● **RECORDS**
————

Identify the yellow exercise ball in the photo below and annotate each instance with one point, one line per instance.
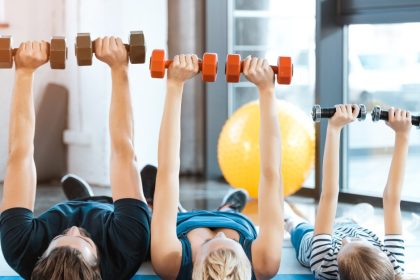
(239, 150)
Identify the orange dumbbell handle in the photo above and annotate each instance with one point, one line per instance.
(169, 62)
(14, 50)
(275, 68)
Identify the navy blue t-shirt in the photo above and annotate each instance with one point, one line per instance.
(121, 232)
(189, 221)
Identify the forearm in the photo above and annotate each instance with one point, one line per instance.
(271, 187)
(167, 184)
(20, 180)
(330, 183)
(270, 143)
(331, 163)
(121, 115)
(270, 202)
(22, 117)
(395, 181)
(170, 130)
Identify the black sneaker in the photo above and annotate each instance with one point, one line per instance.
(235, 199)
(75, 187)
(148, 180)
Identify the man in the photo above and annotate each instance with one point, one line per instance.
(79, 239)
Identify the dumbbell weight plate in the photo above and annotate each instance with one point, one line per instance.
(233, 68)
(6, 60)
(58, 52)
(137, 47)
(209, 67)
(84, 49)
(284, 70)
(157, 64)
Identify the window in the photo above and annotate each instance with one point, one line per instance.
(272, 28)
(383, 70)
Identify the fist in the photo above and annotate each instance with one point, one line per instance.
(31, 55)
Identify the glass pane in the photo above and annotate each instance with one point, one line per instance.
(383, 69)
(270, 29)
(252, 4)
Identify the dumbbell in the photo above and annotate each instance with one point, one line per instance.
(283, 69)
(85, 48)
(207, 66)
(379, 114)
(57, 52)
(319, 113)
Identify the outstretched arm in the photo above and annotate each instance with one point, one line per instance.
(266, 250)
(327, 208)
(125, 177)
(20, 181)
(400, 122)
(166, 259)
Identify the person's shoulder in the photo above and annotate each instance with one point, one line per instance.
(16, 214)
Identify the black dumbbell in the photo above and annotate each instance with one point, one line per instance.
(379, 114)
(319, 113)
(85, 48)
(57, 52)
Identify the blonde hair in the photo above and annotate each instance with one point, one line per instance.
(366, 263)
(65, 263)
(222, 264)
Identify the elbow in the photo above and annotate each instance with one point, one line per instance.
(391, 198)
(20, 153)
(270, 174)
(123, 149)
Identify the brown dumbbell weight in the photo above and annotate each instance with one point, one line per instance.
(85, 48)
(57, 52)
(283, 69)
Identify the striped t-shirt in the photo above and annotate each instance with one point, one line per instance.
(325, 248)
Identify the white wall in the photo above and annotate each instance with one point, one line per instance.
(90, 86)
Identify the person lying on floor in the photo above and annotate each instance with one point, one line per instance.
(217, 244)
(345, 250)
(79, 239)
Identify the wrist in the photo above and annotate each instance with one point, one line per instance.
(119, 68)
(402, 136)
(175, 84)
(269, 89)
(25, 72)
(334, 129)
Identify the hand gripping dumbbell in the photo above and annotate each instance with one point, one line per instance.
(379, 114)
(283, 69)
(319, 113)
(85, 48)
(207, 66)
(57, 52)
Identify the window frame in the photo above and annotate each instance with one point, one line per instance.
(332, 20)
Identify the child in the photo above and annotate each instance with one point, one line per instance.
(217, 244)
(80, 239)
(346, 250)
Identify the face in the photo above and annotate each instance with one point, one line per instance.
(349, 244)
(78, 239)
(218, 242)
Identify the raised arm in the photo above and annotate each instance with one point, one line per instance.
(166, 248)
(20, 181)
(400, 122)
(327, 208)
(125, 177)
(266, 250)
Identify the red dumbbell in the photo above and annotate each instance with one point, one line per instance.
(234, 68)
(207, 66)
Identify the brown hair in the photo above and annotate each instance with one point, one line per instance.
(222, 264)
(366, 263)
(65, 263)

————

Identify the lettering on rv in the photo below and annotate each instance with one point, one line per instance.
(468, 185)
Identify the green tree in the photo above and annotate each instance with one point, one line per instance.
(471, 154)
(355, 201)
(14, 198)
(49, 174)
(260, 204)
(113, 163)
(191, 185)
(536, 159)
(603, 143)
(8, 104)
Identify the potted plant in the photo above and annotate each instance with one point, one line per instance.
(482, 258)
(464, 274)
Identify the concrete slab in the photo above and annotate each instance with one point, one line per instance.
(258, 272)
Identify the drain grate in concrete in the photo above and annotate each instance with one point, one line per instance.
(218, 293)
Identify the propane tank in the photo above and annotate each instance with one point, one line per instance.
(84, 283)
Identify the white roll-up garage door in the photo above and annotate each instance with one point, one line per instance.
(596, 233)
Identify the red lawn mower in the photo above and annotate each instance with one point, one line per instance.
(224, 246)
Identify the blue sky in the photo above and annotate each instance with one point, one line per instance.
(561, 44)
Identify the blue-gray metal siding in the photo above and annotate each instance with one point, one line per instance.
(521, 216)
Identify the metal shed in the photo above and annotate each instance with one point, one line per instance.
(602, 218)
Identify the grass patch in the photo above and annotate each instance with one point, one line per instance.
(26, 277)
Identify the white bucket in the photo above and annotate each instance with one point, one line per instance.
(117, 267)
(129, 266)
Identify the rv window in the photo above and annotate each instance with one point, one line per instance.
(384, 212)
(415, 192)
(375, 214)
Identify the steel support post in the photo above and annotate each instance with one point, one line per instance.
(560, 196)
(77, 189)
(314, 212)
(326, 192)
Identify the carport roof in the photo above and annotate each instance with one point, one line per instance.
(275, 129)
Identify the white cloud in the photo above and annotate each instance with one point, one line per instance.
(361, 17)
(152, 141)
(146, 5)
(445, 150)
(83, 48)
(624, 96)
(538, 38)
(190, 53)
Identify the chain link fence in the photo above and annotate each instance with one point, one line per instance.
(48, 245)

————

Locate each line in the records above that contains the string "window", matching case exactly, and copy those lines.

Identify the window in the photo above and annotate each instance with one point, one line per instance.
Identify the window frame in the photo above and annotate each instance with one point, one line per instance.
Identify the rv window in the photo above and annotate each instance with one point, one line per instance.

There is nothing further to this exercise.